→ TASK TO CARRY OUT
Skip the pictures. Transcribe the rest of the data below without changing a word.

----------

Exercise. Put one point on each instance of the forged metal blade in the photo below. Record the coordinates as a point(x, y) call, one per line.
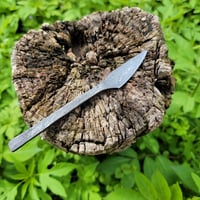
point(116, 79)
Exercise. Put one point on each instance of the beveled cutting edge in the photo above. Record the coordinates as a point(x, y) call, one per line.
point(116, 79)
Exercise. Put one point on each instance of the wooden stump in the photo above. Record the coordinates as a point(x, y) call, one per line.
point(57, 63)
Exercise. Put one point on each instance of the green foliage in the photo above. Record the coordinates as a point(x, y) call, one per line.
point(162, 165)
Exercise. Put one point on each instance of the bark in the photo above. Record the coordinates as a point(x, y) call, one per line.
point(58, 62)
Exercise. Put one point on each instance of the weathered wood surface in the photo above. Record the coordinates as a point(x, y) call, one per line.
point(55, 64)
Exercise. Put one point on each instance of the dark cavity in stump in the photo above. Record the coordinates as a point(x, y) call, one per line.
point(57, 63)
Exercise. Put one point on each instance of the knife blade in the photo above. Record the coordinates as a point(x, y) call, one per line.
point(116, 79)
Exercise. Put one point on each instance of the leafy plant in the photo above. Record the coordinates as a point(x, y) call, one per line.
point(162, 165)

----------

→ SOLUTION TO THE EXERCISE
Exercise. Put one point on each instance of the forged metal blade in the photo below. Record the coordinates as a point(x, y) call, one per line.
point(116, 79)
Exercise. Put one point on each instance of the beveled cutting edge in the photo above. Record the coordinates as a point(x, y) call, one per line.
point(116, 79)
Exercise. Put one point on each instance of the wooden stump in the photo above. Record the coordinates as a point(x, y) call, one per line.
point(57, 63)
Exercise. Put one point on each instance of the green foliage in the photo above. Record the coordinates as a point(x, y) call, one per line.
point(162, 165)
Exercise. Put one point on each instance of the bark in the photo above. Record the coordinates as a point(x, y) call, one per line.
point(58, 62)
Exercise. Put one point on each instance of the weathered wood surface in the photo above. Record the coordinates as a point(x, y) call, one per line.
point(55, 64)
Exercise. Put one point on each instance of the dark cavity in stump in the photo above. Record the coordinates as a point(x, y) call, one per line.
point(57, 63)
Exercise. Put one point on each instance of the knife blade in the photo above. Record the coordinates as a point(x, y) call, one per line.
point(116, 79)
Exercise. Put one point on each instance of the leafy plant in the photo above. Record the coordinates as a point(x, y) call, one per line.
point(162, 165)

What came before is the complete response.